**Task**
All entries must be transcribed without a single difference.

**Available data**
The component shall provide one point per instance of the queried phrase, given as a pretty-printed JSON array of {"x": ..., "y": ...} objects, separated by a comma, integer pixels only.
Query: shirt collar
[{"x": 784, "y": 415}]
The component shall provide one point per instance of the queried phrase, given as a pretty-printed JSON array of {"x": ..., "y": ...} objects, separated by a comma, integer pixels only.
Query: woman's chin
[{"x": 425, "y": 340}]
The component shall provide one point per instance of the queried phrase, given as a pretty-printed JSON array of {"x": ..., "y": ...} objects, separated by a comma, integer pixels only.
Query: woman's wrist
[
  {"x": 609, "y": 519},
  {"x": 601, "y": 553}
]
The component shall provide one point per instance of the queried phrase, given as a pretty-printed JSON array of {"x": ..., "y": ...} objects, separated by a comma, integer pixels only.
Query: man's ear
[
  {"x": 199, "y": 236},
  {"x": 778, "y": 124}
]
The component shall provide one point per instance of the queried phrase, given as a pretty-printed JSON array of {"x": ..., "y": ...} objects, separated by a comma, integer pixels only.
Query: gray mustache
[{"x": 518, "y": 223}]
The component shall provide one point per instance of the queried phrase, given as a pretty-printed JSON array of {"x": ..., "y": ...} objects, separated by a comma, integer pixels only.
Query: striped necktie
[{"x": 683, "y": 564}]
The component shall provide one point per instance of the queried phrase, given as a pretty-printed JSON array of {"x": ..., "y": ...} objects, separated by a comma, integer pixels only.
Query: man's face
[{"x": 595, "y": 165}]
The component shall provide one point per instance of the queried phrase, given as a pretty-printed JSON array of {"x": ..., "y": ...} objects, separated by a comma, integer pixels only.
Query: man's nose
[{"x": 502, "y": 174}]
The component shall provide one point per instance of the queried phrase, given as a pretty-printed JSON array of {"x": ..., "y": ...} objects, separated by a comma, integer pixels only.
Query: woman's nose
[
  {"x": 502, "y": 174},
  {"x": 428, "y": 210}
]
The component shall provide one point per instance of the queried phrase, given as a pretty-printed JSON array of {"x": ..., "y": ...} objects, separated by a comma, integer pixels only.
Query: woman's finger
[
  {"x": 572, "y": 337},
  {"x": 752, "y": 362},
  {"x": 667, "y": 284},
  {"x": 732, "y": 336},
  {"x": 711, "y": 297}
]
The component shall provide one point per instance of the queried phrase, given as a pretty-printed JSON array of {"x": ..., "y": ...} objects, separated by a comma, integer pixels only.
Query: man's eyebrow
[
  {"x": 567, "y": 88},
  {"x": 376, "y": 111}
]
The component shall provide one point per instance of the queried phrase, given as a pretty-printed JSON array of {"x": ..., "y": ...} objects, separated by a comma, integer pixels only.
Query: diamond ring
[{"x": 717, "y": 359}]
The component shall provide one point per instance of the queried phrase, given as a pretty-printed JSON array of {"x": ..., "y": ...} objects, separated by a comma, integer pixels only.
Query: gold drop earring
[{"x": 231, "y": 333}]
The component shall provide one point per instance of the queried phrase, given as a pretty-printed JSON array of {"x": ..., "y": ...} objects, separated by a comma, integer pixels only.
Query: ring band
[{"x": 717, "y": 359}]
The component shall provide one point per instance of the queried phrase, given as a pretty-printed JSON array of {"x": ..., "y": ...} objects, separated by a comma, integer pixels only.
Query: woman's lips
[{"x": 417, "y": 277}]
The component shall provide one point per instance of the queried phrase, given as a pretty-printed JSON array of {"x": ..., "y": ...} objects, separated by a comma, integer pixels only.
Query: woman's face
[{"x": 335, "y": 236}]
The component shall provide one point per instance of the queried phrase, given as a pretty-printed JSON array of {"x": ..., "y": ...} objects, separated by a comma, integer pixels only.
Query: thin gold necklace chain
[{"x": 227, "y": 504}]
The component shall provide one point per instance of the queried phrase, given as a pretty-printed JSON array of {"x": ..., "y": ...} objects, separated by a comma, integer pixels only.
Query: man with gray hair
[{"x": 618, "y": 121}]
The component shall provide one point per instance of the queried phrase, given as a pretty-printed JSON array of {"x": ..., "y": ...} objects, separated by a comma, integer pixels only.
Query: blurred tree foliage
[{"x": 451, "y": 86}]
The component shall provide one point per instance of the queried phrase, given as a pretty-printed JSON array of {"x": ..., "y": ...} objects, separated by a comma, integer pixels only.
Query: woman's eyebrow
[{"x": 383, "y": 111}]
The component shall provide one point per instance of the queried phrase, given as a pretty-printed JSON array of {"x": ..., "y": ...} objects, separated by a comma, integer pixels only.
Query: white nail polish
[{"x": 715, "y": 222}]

**Response area**
The component shall provide one point per instance of the queried phrase, given as a pretty-printed JSON array of {"x": ..., "y": ...} objects, separated by a comma, integer pixels only.
Query: shirt collar
[{"x": 784, "y": 415}]
The component shall provide one point per instance of the queried phrase, given as a pretty-printed JSON array of {"x": ..., "y": ...} objects, separated by a comma, integer pixels only.
Query: woman's chin
[{"x": 425, "y": 340}]
The component shall provide one point per instance of the queried phrase, given as a pretty-printed JSON array of {"x": ..., "y": ...} objects, separated by a comma, integer pixels only.
Query: woman's wrist
[
  {"x": 609, "y": 519},
  {"x": 601, "y": 553}
]
The component shall provide one point per instance of the queried phrase, given as a pretty-printed JSON array of {"x": ..., "y": ...} objects, separated by a comma, integer pixels only.
Query: man's ear
[
  {"x": 199, "y": 236},
  {"x": 778, "y": 124}
]
The component shall provide one point per instance of the queried phrase, given as a pretty-printed JSON array of {"x": ..., "y": ...} objects, separated by a comma, integer pixels only.
Query: gray mustache
[{"x": 518, "y": 223}]
The component shall provide one point per instance of the queried phrase, given as a pretty-printed JSON array of {"x": ..., "y": ...} objects, separated by a comma, integer pixels only.
Query: striped necktie
[{"x": 683, "y": 564}]
The component shall provide one point per instance of the queried phrase, given as a pretty-printed JSON array of {"x": ..., "y": ...} objects, separated by a comma, integer pixels only.
Query: man's face
[{"x": 595, "y": 165}]
The component shall provide one point per instance of the queried phrase, given as a pretty-printed JSON array of {"x": ..., "y": ...} objects, separated by a comma, integer pixels only.
Query: man's nose
[{"x": 502, "y": 174}]
The component shall provide one point per instance of the queried phrase, given as a pretty-printed JSON array of {"x": ..., "y": ...} objects, separated by a comma, integer pixels only.
Query: woman's nose
[
  {"x": 502, "y": 174},
  {"x": 428, "y": 210}
]
The component shall provide one point per instance of the queried phrase, given as a pretty-printed JSON array of {"x": ..., "y": ...} objects, separated by a comma, integer pixels only.
Query: woman's finger
[
  {"x": 572, "y": 337},
  {"x": 752, "y": 362},
  {"x": 667, "y": 284},
  {"x": 732, "y": 336},
  {"x": 711, "y": 297}
]
The component shall provide one point per instance of the queried phrase, given as a pretty-printed JSON array of {"x": ..., "y": ...} objects, separated by a comma, integer pixels only.
Query: man's eyebrow
[
  {"x": 567, "y": 88},
  {"x": 376, "y": 111}
]
The component shall provide one point per instance of the queried phrase, given as a pretty-printed JSON array of {"x": ..., "y": ...} objects, separated by a comma, integer pixels only.
Query: diamond ring
[{"x": 717, "y": 359}]
The component shall provide one point per instance of the queried phrase, given as a pretty-printed JSON array of {"x": ..., "y": ...} objects, separated by a comma, integer pixels only.
Query: gold drop earring
[{"x": 231, "y": 333}]
The component shall provide one point per instance of the queried phrase, given as a pretty-printed JSON array of {"x": ..., "y": ...} objects, separated by a comma, integer pixels only.
Query: ring band
[{"x": 717, "y": 359}]
The component shall provide one point per instance of the queried phrase, given as a pretty-printed JSON array of {"x": ..., "y": ...} objects, separated by a comma, integer pixels only.
Query: woman's lips
[{"x": 417, "y": 277}]
The component shall provide one point per instance of the queried phrase, given as a pretty-printed JSON array of {"x": ..., "y": ...} objects, separated by a comma, integer pixels only.
Query: woman's face
[{"x": 335, "y": 236}]
The component shall provide one point per instance of the queried phrase, given as a pretty-printed JSON array of {"x": ..., "y": ...} objects, separated by a comma, integer pixels only.
Query: thin gold necklace chain
[{"x": 227, "y": 504}]
The component shall provide one point per instance of the queried phrase, given as a pretty-printed JSON array of {"x": ..., "y": ...} objects, separated by a comma, integer pixels only.
Query: man with gray hair
[{"x": 618, "y": 121}]
The component shall provide one point per instance of the queried phrase, given as a pretty-printed JSON array of {"x": ..., "y": ...} objects, separated by a comma, integer pixels only.
Query: blurred tree foliage
[{"x": 451, "y": 86}]
The component shall provide one point per instance of the queried phrase, given as a pretty-printed JSON array of {"x": ..., "y": ...} objects, separated by a comma, integer pixels only.
Query: woman's eyebrow
[{"x": 383, "y": 111}]
The component shall provide one point per instance of the queried phrase, given as a pretty-printed JSON array of {"x": ..., "y": ...} objects, separated by a comma, integer pixels only.
Query: white nail polish
[{"x": 715, "y": 222}]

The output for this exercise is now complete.